→ Required work: Each record should be given again exactly, and any picture in it left out.

Records shown section start

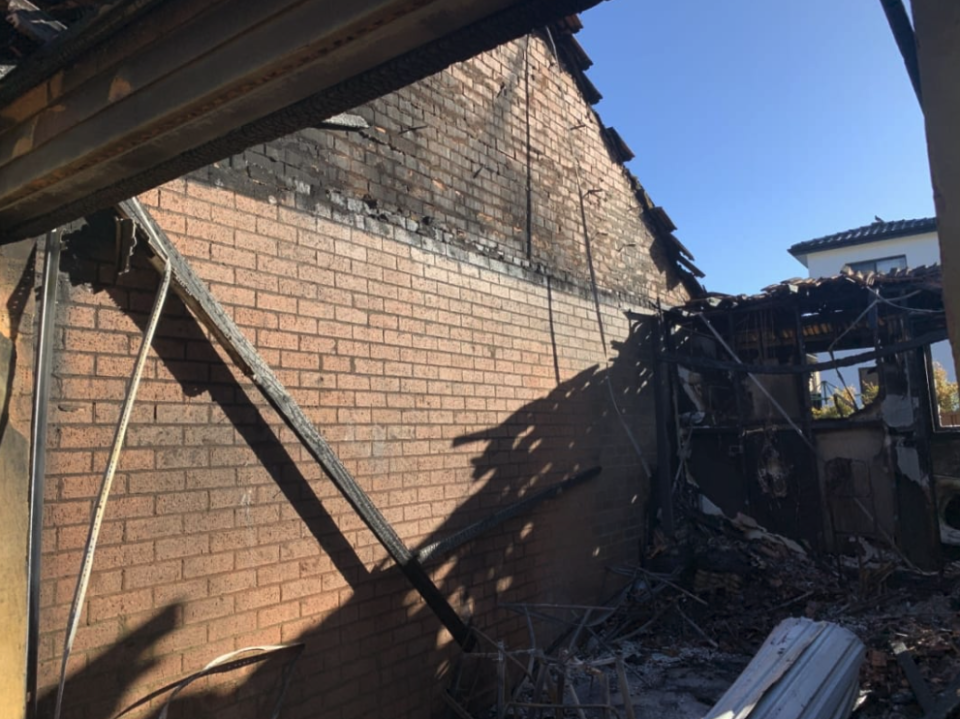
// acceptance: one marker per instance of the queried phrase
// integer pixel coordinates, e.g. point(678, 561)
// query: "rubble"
point(687, 624)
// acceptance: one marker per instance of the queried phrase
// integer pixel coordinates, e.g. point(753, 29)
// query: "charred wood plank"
point(710, 363)
point(921, 690)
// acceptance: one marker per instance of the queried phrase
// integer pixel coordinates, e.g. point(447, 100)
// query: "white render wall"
point(919, 249)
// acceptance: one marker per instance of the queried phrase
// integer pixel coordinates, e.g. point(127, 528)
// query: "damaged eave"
point(147, 93)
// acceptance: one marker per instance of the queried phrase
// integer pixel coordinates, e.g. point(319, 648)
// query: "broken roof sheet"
point(814, 289)
point(874, 232)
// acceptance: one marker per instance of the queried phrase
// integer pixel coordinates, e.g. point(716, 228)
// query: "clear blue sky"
point(760, 123)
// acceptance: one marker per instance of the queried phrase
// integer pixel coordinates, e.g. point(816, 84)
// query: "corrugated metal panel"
point(804, 670)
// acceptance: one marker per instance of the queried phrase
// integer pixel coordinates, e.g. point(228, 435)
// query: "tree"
point(948, 396)
point(843, 402)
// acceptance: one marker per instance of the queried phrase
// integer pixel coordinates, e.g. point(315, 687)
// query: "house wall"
point(453, 371)
point(17, 278)
point(919, 250)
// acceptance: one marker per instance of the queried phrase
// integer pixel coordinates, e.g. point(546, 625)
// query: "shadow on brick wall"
point(382, 652)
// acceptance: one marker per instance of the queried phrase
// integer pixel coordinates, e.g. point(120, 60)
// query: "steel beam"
point(152, 89)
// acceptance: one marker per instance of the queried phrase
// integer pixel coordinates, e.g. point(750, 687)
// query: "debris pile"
point(688, 622)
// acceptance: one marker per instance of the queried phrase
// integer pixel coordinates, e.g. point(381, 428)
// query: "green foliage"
point(948, 397)
point(844, 401)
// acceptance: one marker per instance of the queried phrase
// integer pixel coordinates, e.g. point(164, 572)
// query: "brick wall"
point(491, 155)
point(451, 376)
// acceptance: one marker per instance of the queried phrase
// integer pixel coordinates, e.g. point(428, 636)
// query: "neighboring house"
point(879, 247)
point(429, 285)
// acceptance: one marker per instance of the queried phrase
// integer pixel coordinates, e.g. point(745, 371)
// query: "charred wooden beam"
point(153, 89)
point(906, 41)
point(889, 350)
point(937, 24)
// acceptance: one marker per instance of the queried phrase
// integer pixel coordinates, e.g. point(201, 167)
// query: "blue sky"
point(761, 123)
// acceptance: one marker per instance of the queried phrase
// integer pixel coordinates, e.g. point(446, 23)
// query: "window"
point(884, 264)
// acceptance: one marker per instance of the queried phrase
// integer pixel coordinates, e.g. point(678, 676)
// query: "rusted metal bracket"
point(208, 312)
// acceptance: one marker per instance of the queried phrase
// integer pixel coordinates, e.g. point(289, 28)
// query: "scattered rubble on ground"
point(687, 623)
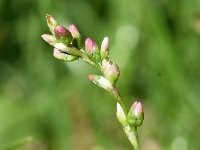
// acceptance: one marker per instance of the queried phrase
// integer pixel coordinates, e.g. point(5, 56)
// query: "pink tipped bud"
point(61, 31)
point(104, 48)
point(91, 77)
point(138, 110)
point(49, 39)
point(74, 31)
point(90, 46)
point(110, 70)
point(105, 44)
point(51, 22)
point(136, 115)
point(63, 56)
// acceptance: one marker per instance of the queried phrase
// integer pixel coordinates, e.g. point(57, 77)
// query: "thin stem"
point(132, 135)
point(131, 132)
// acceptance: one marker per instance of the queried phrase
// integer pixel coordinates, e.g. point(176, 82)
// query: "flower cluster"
point(68, 46)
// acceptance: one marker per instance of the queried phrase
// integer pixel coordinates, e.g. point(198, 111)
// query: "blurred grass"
point(156, 44)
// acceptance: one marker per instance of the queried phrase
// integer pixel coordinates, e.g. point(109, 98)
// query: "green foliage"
point(156, 45)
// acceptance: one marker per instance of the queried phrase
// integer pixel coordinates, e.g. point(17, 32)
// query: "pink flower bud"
point(63, 56)
point(90, 46)
point(61, 31)
point(105, 44)
point(138, 110)
point(74, 31)
point(49, 39)
point(51, 22)
point(104, 48)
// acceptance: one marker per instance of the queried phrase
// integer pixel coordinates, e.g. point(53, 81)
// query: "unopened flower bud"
point(51, 22)
point(104, 48)
point(77, 41)
point(121, 116)
point(74, 31)
point(90, 46)
point(92, 50)
point(110, 70)
point(136, 115)
point(49, 39)
point(101, 82)
point(63, 56)
point(63, 34)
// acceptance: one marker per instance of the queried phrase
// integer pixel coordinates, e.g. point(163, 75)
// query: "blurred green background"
point(156, 44)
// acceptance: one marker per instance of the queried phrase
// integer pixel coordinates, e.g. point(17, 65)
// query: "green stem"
point(131, 132)
point(132, 135)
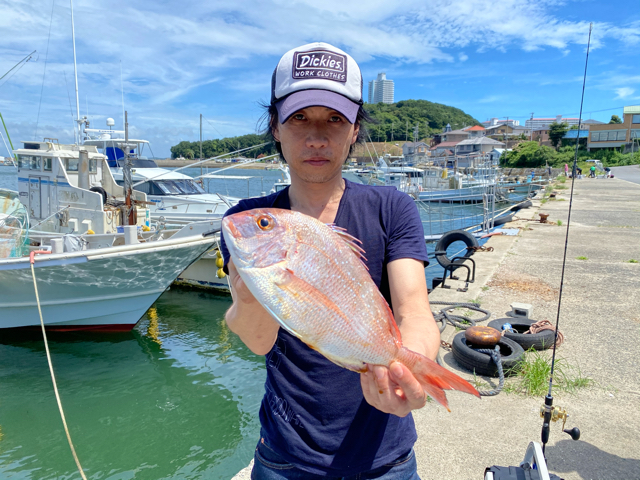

Records shown section end

→ Solution for this exercise:
// acceptance: one marker per instance of the queried phrase
// integer pixel coordinates, e.g. point(678, 561)
// query: "rubble"
point(687, 624)
// acceptance: one marker per instance of the queried phrase
// integer pixel coordinates, e.g. point(753, 29)
// query: "charred wood plank"
point(710, 363)
point(921, 690)
// acceptance: one marker per instance of the queried phrase
// integer pixel coordinates, e.g. point(447, 100)
// query: "white render wall"
point(919, 249)
// acceptance: one marker per instance of the queried phrase
// integer pixel coordinates, e.g. point(127, 528)
// query: "damaged eave"
point(147, 93)
// acceptance: one marker per instance of the queried phrase
// integer pixel coordinates, e.g. point(319, 648)
// query: "broken roof sheet"
point(814, 289)
point(874, 232)
// acceptance: one marker per instance of the queried phrase
// integer pixel coordinates, e.g. point(716, 228)
// query: "clear blue sky"
point(760, 123)
// acceptance: one marker per instance of the queried phrase
// integer pixel coordinates, e.g. point(816, 84)
// query: "corrugated metal panel"
point(804, 670)
// acceptance: one marker per instance of the queried phrase
// integer pixel coordinates, e.g. point(228, 435)
// query: "tree"
point(948, 396)
point(843, 402)
// acceptance: one marker per instance of the queried phrase
// integer pixel coordinates, e.g. point(315, 687)
// query: "house wall"
point(453, 371)
point(17, 278)
point(919, 250)
// acceptance: one marker per instance of the queried phrase
// integer pixel coordinates, e.g. point(546, 625)
// query: "shadow on brick wall"
point(382, 652)
// acceptance: one marker per instance of the queried phrase
// integer pixel coordinates, e.g. point(120, 60)
// query: "steel beam"
point(152, 89)
// acceptance: one marker per instance of the queried phrase
// integer pixel coordinates, e.g. point(750, 687)
// query: "debris pile"
point(688, 622)
// acceptance: one marker per instance of the queried phrase
// integer pixel coordinates, e.g. point(381, 428)
// query: "green foliage"
point(948, 397)
point(844, 401)
// acceptance: one marker per instance of the queried phrase
// integer pixel coordinates, e.g. point(164, 572)
// query: "brick wall"
point(491, 155)
point(451, 376)
// acceptance: one marker per instance of the queried phrase
// integer pixel coordinates, e.g. point(428, 636)
// query: "neighboring house"
point(879, 247)
point(429, 285)
// acceptance: one marker per instance of the queried phrase
// integer pixel coordinates, e.g. point(745, 371)
// query: "charred wooden beam"
point(153, 89)
point(906, 41)
point(889, 350)
point(937, 24)
// acceptance: one marker per instance of the queried phrase
// integer pixel coordinates, e.g. point(201, 167)
// query: "blue sky"
point(761, 123)
// acceptance: one marker per instance of the queried phrase
// integer pixel coordinates, e.g. point(446, 23)
// query: "window"
point(884, 264)
// acceptance: one marker per instance of the queried phrase
// integer pixel coordinates, e.g. point(678, 676)
// query: "rusted metal bracket"
point(208, 312)
// acceptance: one marker per instance of the queried phrase
// integer pixel coordinates, e.g. point(289, 28)
// query: "scattered rubble on ground"
point(687, 623)
// acceptance: one marker per instance of the queried phrase
// integer pixel coordinates, e.g. point(5, 56)
// query: "pink tipped bud"
point(61, 31)
point(104, 48)
point(91, 77)
point(138, 110)
point(49, 39)
point(74, 31)
point(90, 46)
point(110, 70)
point(105, 44)
point(51, 22)
point(136, 115)
point(63, 56)
// acceptance: one marker per instance of the queried phrase
// integer pixel coordinates, e.g. point(57, 77)
// query: "thin stem"
point(132, 135)
point(131, 132)
// acceptance: one marker per instance of the queried phrase
// integer pixel coordinates, e.g. point(176, 82)
// query: "flower cluster"
point(68, 46)
// acceptance: one marker per instance of the queried phrase
// integer pixel coordinates, e.g. point(198, 111)
// query: "blurred grass"
point(156, 44)
// acceptance: one marker per instance of the queried phrase
// integer pixel coordinates, e.g. point(109, 98)
// query: "green foliage"
point(156, 45)
// acceptance: one marker per instance of the queried phrase
// integer pixel coordinates, e.g. point(17, 32)
// query: "pink flower bud"
point(63, 56)
point(90, 46)
point(61, 31)
point(105, 44)
point(138, 110)
point(74, 31)
point(49, 39)
point(51, 22)
point(104, 48)
// acceptance: one marker per instance of the queried phrase
// integer pixel coordinates, e.g. point(53, 81)
// query: "unopened flower bud"
point(51, 22)
point(104, 48)
point(77, 41)
point(121, 116)
point(74, 31)
point(90, 46)
point(92, 50)
point(110, 70)
point(136, 115)
point(49, 39)
point(101, 82)
point(63, 56)
point(63, 34)
// acceptance: one marker per instance of the queried phrase
// integer pixel coordinates, e.g. point(163, 75)
// query: "blurred green background"
point(156, 44)
// acceptance: one marker per instance of the queried phrase
// integer pixel coordinates, e.g. point(17, 65)
// query: "green stem"
point(131, 132)
point(132, 135)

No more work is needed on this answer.